> [Your instructions]: Each record below must be returned exactly as shown.

> [Record extracts]:
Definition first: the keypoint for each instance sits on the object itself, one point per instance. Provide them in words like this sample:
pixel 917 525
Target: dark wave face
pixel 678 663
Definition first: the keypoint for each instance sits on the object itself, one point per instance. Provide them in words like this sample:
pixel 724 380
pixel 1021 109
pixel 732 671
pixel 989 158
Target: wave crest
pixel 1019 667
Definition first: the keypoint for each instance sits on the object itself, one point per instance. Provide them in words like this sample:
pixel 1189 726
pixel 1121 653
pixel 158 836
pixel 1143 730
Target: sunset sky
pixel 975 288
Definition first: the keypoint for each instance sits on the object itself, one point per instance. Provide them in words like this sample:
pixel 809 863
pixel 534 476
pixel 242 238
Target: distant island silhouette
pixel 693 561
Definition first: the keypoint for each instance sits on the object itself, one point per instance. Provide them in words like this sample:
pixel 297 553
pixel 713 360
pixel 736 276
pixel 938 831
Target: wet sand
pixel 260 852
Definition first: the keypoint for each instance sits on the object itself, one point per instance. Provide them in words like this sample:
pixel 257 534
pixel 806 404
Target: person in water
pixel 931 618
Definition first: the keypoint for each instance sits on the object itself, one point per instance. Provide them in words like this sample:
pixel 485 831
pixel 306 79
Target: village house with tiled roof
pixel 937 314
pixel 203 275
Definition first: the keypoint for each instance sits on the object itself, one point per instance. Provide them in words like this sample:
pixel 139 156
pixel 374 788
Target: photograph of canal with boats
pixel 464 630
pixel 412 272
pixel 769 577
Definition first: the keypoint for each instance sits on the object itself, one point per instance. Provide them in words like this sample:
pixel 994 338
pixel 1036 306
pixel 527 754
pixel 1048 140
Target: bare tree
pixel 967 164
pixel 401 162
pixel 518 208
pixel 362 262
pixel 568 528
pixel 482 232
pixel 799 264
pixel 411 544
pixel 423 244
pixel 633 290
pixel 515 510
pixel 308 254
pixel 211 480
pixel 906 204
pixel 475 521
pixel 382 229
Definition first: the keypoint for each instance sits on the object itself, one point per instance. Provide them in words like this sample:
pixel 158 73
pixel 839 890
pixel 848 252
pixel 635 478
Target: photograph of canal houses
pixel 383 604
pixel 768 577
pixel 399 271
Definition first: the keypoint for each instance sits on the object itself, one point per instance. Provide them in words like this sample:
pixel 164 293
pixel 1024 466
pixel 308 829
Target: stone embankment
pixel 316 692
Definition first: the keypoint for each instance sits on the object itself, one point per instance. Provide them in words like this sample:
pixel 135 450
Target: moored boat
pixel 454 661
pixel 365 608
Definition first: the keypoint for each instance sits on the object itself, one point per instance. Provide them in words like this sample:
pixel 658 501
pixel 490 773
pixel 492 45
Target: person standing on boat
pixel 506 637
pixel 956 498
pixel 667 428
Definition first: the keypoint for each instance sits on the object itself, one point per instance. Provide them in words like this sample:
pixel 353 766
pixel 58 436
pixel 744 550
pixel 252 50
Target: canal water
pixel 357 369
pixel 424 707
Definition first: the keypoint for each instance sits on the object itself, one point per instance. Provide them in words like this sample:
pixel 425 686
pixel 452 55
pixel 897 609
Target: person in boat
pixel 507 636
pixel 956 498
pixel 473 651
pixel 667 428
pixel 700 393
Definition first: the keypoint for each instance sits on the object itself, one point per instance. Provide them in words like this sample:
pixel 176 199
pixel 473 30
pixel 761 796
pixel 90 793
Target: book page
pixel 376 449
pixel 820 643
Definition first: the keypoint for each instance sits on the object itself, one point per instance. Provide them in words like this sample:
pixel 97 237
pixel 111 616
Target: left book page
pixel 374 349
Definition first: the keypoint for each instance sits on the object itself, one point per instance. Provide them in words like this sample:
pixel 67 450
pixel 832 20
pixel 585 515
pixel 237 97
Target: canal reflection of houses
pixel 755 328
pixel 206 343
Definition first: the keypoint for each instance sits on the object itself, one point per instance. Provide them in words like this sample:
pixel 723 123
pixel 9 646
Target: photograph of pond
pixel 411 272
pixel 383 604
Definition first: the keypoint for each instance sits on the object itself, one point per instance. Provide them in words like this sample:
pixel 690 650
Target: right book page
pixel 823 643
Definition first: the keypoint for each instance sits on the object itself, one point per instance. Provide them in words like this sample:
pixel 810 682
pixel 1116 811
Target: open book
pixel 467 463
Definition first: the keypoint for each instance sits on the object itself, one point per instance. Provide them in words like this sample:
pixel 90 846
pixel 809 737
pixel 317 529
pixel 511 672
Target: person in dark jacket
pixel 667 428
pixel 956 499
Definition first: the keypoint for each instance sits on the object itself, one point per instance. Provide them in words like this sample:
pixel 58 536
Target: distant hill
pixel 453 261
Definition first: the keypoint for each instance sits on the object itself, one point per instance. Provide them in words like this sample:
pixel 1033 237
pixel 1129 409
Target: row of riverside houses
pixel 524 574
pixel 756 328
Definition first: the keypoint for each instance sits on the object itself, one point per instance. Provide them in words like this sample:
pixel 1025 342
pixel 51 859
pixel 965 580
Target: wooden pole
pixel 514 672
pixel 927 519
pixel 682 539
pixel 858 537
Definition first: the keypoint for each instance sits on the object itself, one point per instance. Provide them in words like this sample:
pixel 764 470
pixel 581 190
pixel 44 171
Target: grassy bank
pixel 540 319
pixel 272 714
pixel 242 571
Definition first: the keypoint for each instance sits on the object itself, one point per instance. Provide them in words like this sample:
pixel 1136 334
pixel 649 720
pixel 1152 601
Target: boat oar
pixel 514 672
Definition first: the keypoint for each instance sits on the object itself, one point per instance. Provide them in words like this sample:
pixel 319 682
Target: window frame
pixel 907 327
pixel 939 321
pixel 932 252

> [Result below]:
Definition first: the keypoint for each instance sits on the object itself, one point per instance. Provide them in words like this sample:
pixel 917 525
Target: dark wave face
pixel 678 663
Definition first: the keypoint for each instance sits on the object itself, one point per instance. Provide them in words like this sample:
pixel 724 380
pixel 1021 109
pixel 732 671
pixel 989 158
Target: wave crest
pixel 1019 667
Definition first: the keypoint for each instance sits on the object itself, one point per instance. Provide them in words like this sample:
pixel 1189 726
pixel 1121 653
pixel 158 836
pixel 1143 730
Target: sunset sky
pixel 975 288
Definition first: the keypoint for each instance sits on the object itself, one point per instance. Provide them in words like this sample:
pixel 809 863
pixel 534 476
pixel 242 238
Target: distant island silhouette
pixel 693 561
Definition first: the keypoint for each instance sits on the object itself, one point per instance. Provide them in words like this sample:
pixel 297 553
pixel 713 360
pixel 736 276
pixel 938 831
Target: wet sand
pixel 260 852
Definition first: the keypoint for each instance sits on the object itself, one point per instance. Provide them in words like this sample:
pixel 257 534
pixel 806 404
Target: person in water
pixel 931 618
Definition first: the keypoint for each instance sits on the object itself, one point per instance. Provide them in words like this sample:
pixel 485 831
pixel 306 79
Target: village house with tiled roof
pixel 937 314
pixel 203 275
Definition first: the keypoint for each instance sits on the object itself, one point per instance. Provide them in words like this sample:
pixel 139 156
pixel 374 788
Target: photograph of canal with boats
pixel 464 630
pixel 412 272
pixel 769 577
Definition first: the keypoint for each instance sits on the object itself, one point per instance. Provide them in words like this sample:
pixel 994 338
pixel 1036 306
pixel 527 754
pixel 1048 140
Target: bare tree
pixel 967 164
pixel 401 162
pixel 518 208
pixel 362 262
pixel 568 528
pixel 482 232
pixel 799 264
pixel 411 544
pixel 423 244
pixel 633 290
pixel 515 510
pixel 308 254
pixel 211 480
pixel 906 204
pixel 475 521
pixel 382 229
Definition first: the keypoint for each instance sits on the object itself, one point per instance. Provide them in words like this sample:
pixel 158 73
pixel 839 890
pixel 848 252
pixel 635 478
Target: photograph of canal houses
pixel 383 604
pixel 768 577
pixel 399 271
Definition first: the keypoint for each instance sits on the object itself, one point per instance. Provide them in words like this sample:
pixel 164 293
pixel 1024 466
pixel 308 829
Target: stone embankment
pixel 316 692
Definition first: the keypoint for each instance sits on the object itself, one point per instance. Provide them in words like this sample:
pixel 135 450
Target: moored boat
pixel 454 661
pixel 365 608
Definition first: the keypoint for each instance sits on the object itself, one point per instance. Provide them in words like this sample:
pixel 658 501
pixel 490 773
pixel 492 45
Target: person standing on boat
pixel 506 637
pixel 956 498
pixel 667 428
Definition first: the keypoint for each instance sits on the object itself, one point per instance. Provide them in words like this sample:
pixel 353 766
pixel 58 436
pixel 744 550
pixel 252 50
Target: canal water
pixel 357 369
pixel 424 707
Definition first: the keypoint for each instance sits on the object itself, one point per instance. Provide them in words like this sample:
pixel 425 686
pixel 452 55
pixel 897 609
Target: person in boat
pixel 507 636
pixel 956 498
pixel 473 651
pixel 667 428
pixel 700 393
Definition first: the keypoint for each instance sits on the object itself, one point per instance. Provide them in words like this sample:
pixel 176 199
pixel 473 30
pixel 761 796
pixel 90 793
Target: book page
pixel 376 449
pixel 820 643
Definition first: the keypoint for each instance sits on the object itself, one point per instance. Provide them in words like this sample:
pixel 97 237
pixel 111 616
Target: left book page
pixel 374 349
Definition first: the keypoint for each instance sits on the object itself, one point per instance. Provide them in words like this sample:
pixel 67 450
pixel 832 20
pixel 585 515
pixel 237 97
Target: canal reflection of houses
pixel 755 328
pixel 206 343
Definition first: the keypoint for each instance sits on the object itself, one point per instance. Provide them in words like this sample:
pixel 723 123
pixel 9 646
Target: photograph of pond
pixel 411 272
pixel 383 604
Definition first: the keypoint for each instance sits on the object itself, one point per instance. Provide them in words like this sample:
pixel 690 650
Target: right book page
pixel 823 643
Definition first: the keypoint for each instance sits on the object itself, one point per instance. Provide them in words like this sample:
pixel 810 682
pixel 1116 811
Target: open book
pixel 467 463
Definition first: the keypoint for each instance sits on the object itself, one point per instance. Provide them in words like this sample:
pixel 90 846
pixel 809 737
pixel 317 529
pixel 511 672
Target: person in dark jacket
pixel 667 428
pixel 956 499
Definition first: the keypoint for each instance sits on the object itself, one point per instance. Provide them in words like this sample:
pixel 58 536
Target: distant hill
pixel 453 261
Definition first: the keypoint for each instance sits on the object itself, one point per instance. Provide them in words like this sample:
pixel 1033 237
pixel 1129 409
Target: row of riverside houses
pixel 524 574
pixel 756 328
Definition first: the keypoint for each instance sits on the object itself, one point per instance. Provide them in words like this sample:
pixel 1025 342
pixel 51 859
pixel 965 580
Target: wooden pole
pixel 514 672
pixel 927 519
pixel 682 539
pixel 858 537
Definition first: the keypoint for each instance sits on the object itself, one point per instance. Provide them in words like this sample:
pixel 764 470
pixel 581 190
pixel 44 171
Target: grassy bank
pixel 540 319
pixel 272 714
pixel 242 571
Definition first: the keypoint for each instance sits on the object itself, one point per instance. Provide them in words like this sample:
pixel 1136 334
pixel 649 720
pixel 1152 601
Target: boat oar
pixel 514 672
Definition first: the keypoint for each instance sits on the object itself, one point per instance. Provide them in words like this sample:
pixel 319 682
Target: window frame
pixel 907 327
pixel 939 321
pixel 932 252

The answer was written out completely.